**PROMPT:** Express the lines below as a JSON list of strings, with one string for each line and blank lines omitted.

Saved data entries:
--- Start ---

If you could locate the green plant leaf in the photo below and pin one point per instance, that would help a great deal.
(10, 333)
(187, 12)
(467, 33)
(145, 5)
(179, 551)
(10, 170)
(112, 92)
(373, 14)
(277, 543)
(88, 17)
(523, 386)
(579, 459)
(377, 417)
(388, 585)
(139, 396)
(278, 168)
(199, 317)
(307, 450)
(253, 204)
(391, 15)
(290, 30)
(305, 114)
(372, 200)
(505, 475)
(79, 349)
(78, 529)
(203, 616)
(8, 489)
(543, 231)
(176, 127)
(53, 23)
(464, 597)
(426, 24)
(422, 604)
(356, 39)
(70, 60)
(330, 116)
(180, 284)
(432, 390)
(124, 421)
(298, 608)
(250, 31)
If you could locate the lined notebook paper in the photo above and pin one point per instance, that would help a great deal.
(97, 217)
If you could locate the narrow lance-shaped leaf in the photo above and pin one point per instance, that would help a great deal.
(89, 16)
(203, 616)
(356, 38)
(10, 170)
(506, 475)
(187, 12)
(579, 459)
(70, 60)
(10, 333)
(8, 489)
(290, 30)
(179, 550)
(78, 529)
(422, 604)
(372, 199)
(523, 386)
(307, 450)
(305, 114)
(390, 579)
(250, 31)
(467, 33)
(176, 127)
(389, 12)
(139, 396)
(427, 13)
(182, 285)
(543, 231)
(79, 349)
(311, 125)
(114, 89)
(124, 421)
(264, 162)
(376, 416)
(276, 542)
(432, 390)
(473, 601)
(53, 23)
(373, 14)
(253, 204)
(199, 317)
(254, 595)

--- End ---

**WRITTEN RESPONSE:**
[
  "If you could locate the green plant leaf in the photo below and pin one point per instance, that would help a great deal.",
  "(10, 333)",
  "(187, 12)",
  "(467, 33)",
  "(145, 5)",
  "(179, 551)",
  "(10, 170)",
  "(112, 92)",
  "(373, 14)",
  "(277, 543)",
  "(88, 17)",
  "(523, 386)",
  "(579, 459)",
  "(377, 417)",
  "(388, 585)",
  "(139, 396)",
  "(278, 168)",
  "(199, 317)",
  "(307, 450)",
  "(253, 204)",
  "(391, 15)",
  "(290, 30)",
  "(305, 114)",
  "(372, 200)",
  "(505, 475)",
  "(79, 349)",
  "(78, 529)",
  "(203, 616)",
  "(8, 489)",
  "(543, 231)",
  "(176, 127)",
  "(53, 23)",
  "(464, 597)",
  "(426, 24)",
  "(422, 604)",
  "(356, 39)",
  "(70, 60)",
  "(330, 116)",
  "(180, 284)",
  "(432, 390)",
  "(124, 421)",
  "(298, 608)",
  "(250, 31)",
  "If you could locate the lined notebook paper in the photo above and pin one point per instance, that would help a great deal.",
  "(97, 217)",
  "If you could locate the narrow lance-shaped leaf in the photo above and pin one point per instance, that would help a great deal.",
  "(89, 16)",
  "(203, 616)",
  "(356, 38)",
  "(10, 170)",
  "(506, 475)",
  "(187, 12)",
  "(579, 459)",
  "(70, 60)",
  "(10, 333)",
  "(8, 489)",
  "(290, 30)",
  "(179, 550)",
  "(78, 529)",
  "(422, 604)",
  "(372, 199)",
  "(523, 386)",
  "(307, 450)",
  "(305, 114)",
  "(390, 579)",
  "(250, 31)",
  "(467, 33)",
  "(176, 127)",
  "(389, 12)",
  "(139, 396)",
  "(427, 13)",
  "(182, 285)",
  "(543, 231)",
  "(79, 349)",
  "(311, 125)",
  "(114, 89)",
  "(124, 421)",
  "(264, 162)",
  "(376, 416)",
  "(276, 542)",
  "(432, 390)",
  "(473, 601)",
  "(53, 23)",
  "(373, 14)",
  "(253, 204)",
  "(199, 317)",
  "(254, 595)"
]